-- Extract --
Soil fauna and microorganisms act together during litter decay, increasing nutrient cycling and the ability of the soil to sustain plant growth, in natural as well as cropped systems (Levelle et al. 1993; Thirukkumaran et al. 2002).
Some authors point out that homogeneous agro-ecosystems may negatively affect litter decomposition compared to native vegetation (Louzada et al. 1997). These negative effects are related to decrease of litter heterogeneity and nutritional quality, forest microclimate and effects on activity and abundance of soil fauna. Despite the well-known influence of tree species on the decomposition of organic matter in soils, few studies have compared the mineralisation of litter from native and introduced species under the same environmental conditions, particularly in the temperate climate in southern Europe.
In Galicia, NW Spain, the main climax formation is a mixed deciduous forest in which Quercus robur is the dominant species. Eucalyptus and Pinus have been used as species for afforestation, especially during the 20th century. In particular Pinus radiata has spread remarkably in Galicia during recent decades, while Eucalyptus nitens was introduced some 20 years ago.
Natural soils in this region are acid and commonly poor in nutrients. For this reason, the input of nutrients from litter decomposition is crucial to maintain the productivity of Galician forest soils. The scant studies carried out in Spain comparing native and introduced tree species are somewhat contradictory. Some authors (Bará 1984) report a higher contribution of some macronutrients (K, Ca, Mg) to soil from eucalyptus litter compared to deciduous species or a faster turnover of eucalyptus leaves. In contrast, others (Lozano and Velasco 1981) report a higher nutrient deficit under eucalyptus vegetation compared to native species. Therefore, a further study of the mineralisation of litter from native and introduced tree species would help to clarify some of these contradictory findings, particularly in the early stages of this process, since, according to several authors (Sundarapandian and Swamy 1999; Thirukkumaran et al. 2000), nutrient release takes place mainly during the early stages of litter decomposition, when the tree species plays an essential role (Adams and Atiwill 1986; Zimmer 2002).
The objective of the present work is to study the first stages of decomposition and nutrient release from litter of various forest tree species, both native (Q. robur) and introduced (Pinus radiata and Eucaliptus nitens) in a temperate region. In addition, the possible influence of soil parent material on the decomposition process will be studied.
Materials and methods
The study sites were located in the province of Lugo (Galicia, Spain), between 43°00′ and 43°15′ N and 7°16′ and 7°50′ E, at an altitude between 440 and 640 m above sea level.
The area can be considered to have a cool Mediterranean climate, according to Papadakis (1966), with mild temperature and humid Mediterranean water regimes. The monthly mean temperatures range between 5.5°C and 18.6°C, with an average of 12°C. Annual rainfall is over 1,000 mm, with a minimum in summer. During the period in which this study was carried out (December 1997–June 1998), December was on average the coldest (7.5°C) and rainiest (179 mm) month, whereas June was the warmest (16°C) and driest (18 mm).
The study sites were chosen to include some representative forest species (Quercus robur L., Pinus radiata D. Don and Eucalyptus nitens Maiden) and soils derived from various parent materials (granodiorite, slate and limestone). Two 1-ha plots were selected for each species and parent material, amounting to a total of 18 study plots.

-- Information provided --

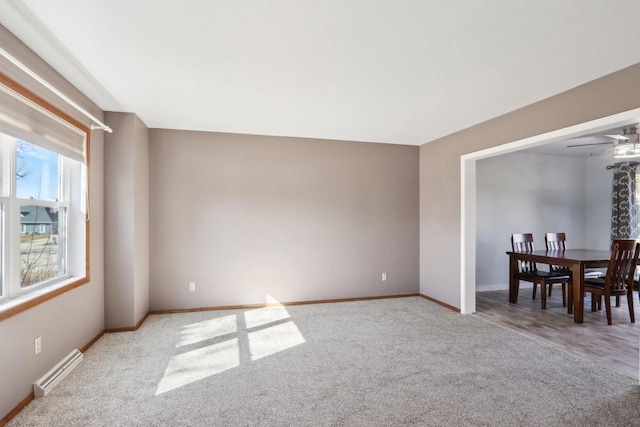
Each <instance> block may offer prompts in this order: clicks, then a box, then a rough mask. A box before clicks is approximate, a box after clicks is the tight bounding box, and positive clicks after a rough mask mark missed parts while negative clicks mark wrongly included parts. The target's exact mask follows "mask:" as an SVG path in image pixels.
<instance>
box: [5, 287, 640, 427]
mask: <svg viewBox="0 0 640 427" xmlns="http://www.w3.org/2000/svg"><path fill="white" fill-rule="evenodd" d="M84 356H85V357H84V361H83V362H82V363H81V364H80V365H79V366H78V367H77V368H76V369H75V370H74V371H73V372H72V373H71V374H70V375H69V376H68V377H67V378H66V379H65V380H64V381H63V382H61V383H60V384H59V385H58V386H57V387H56V388H55V389H54V390H53V391H52V392H51V393H50V394H49V395H47V396H46V397H44V398H39V399H36V400H34V401H33V402H31V403H30V404H29V405H28V406H27V407H26V408H25V409H24V410H23V411H22V412H20V413H19V414H18V415H17V416H16V417H15V418H14V419H13V420H12V421H11V422H10V423H9V424H8V425H9V426H125V425H126V426H151V425H153V426H216V425H219V426H248V425H252V426H253V425H255V426H334V425H335V426H343V425H344V426H394V425H420V426H467V425H468V426H496V425H504V426H507V425H508V426H514V425H519V426H573V425H575V426H578V425H606V426H617V425H619V426H630V425H640V405H638V401H639V400H638V399H639V398H640V389H639V387H638V385H637V382H636V381H635V380H634V379H632V378H629V377H627V376H624V375H621V374H618V373H615V372H611V371H607V370H606V369H604V368H602V367H600V366H598V365H596V364H594V363H593V362H590V361H588V360H586V359H583V358H581V357H579V356H576V355H573V354H570V353H568V352H565V351H563V350H562V349H559V348H558V347H556V346H554V345H548V344H545V343H544V342H541V341H538V340H534V339H531V338H528V337H526V336H524V335H522V334H520V333H517V332H514V331H512V330H509V329H507V328H503V327H500V326H497V325H494V324H491V323H489V322H486V321H484V320H482V319H479V318H477V317H475V316H469V315H460V314H457V313H454V312H452V311H450V310H447V309H445V308H443V307H441V306H439V305H437V304H434V303H432V302H430V301H427V300H425V299H423V298H419V297H411V298H399V299H385V300H373V301H359V302H346V303H334V304H317V305H301V306H287V307H282V306H279V307H270V308H262V309H250V310H229V311H208V312H194V313H181V314H167V315H150V316H149V317H148V318H147V320H146V321H145V323H144V324H143V325H142V327H141V328H140V329H139V330H138V331H135V332H122V333H115V334H105V335H104V336H103V337H102V338H100V340H98V341H97V342H96V343H95V344H94V345H93V346H92V347H91V348H90V349H89V350H88V351H87V352H86V353H85V355H84Z"/></svg>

-- Exercise details --
Please continue the text on litter decomposition under native and introduced tree species in Galicia, starting right after its last sentence.

-- Output of the task --
The selected soils developed from limestone were classified as Typic Hapludults and those from granodiorite or slate areas as Dystrudepts or Udorthents (Soil Survey Staff 1998). The soil moisture regime is udic and the soil temperature regime mesic (Soil Survey Staff 1998). The altitude was 500 m for the limestone plots, 440 m for the granodiorite plots, and 640 m for the slate plots. The slope of the various sites was always less than 15%.
The age of the stands ranged between 17 and 25 years for pine, 7 and 15 years for eucalyptus and older than 35 years in the case of the oak plantation. The Pinus and Eucalyptus sites were previously heath lands. In all cases, the understorey vegetation was formed of Rubus sp., Erica arborea, Ulex europaeus, Cytisus scoparius and Pteridium aquilinum.
Old leaves and twigs from pine (Pinus radiata), eucalyptus (Eucalyptus nitens) and oak (Quercus robur), were collected in autumn 1997 directly from the lower third of trees and oven-dried at 60°C for 48 h in order to prepare litterbags used to assess decomposition of organic debris and macronutrient dynamics (Fogel and Cromack 1977). Twigs were less than 1 cm in diameter and leaves had an average length of 12 cm for pine and eucalyptus and 8 cm for oak. This fresh litter was placed in polypropylene litterbags, each containing 6 g of leaves or 10 g of twigs.
At the beginning of the study (December 1997), eight subsamples were collected at a depth of 0–20 cm from each plot to make a composite sample. Some general soil chemical parameters for different tree species and parent materials are presented in Table 1. All soils are considerably developed, acid, rich in organic matter, and have low effective cation exchange capacity and high aluminium saturation.
The previously prepared litterbags, 21 × 13 cm2 with 2-mm mesh, were placed in the organic layer of soils sustaining the same tree species in December 1997. Thereafter, three litterbags containing leaves were removed monthly from each experimental plot from January to June 1998, making a total of 324 litterbags. Similarly three litterbags containing twigs were removed in March and in June 1998, making a total of 162 litterbags. The material from the litterbags was stripped of adhering mineral particles, oven-dried at 105°C to a constant weight, weighed and finely ground for analysis. C, N and S were determined by dry combustion in a LECO-2000 autoanalyser. Sample aliquots were acid-digested according to the Kjeldahl method and the digests analysed for Ca and Mg by atomic absorption spectrometry (AAS), K by flame atomic emission spectrometry (AES) and P by visible spectrophotometry with ammonium molybdate. The final amounts of each element in litterbags were calculated by multiplying the final weight by the final concentration.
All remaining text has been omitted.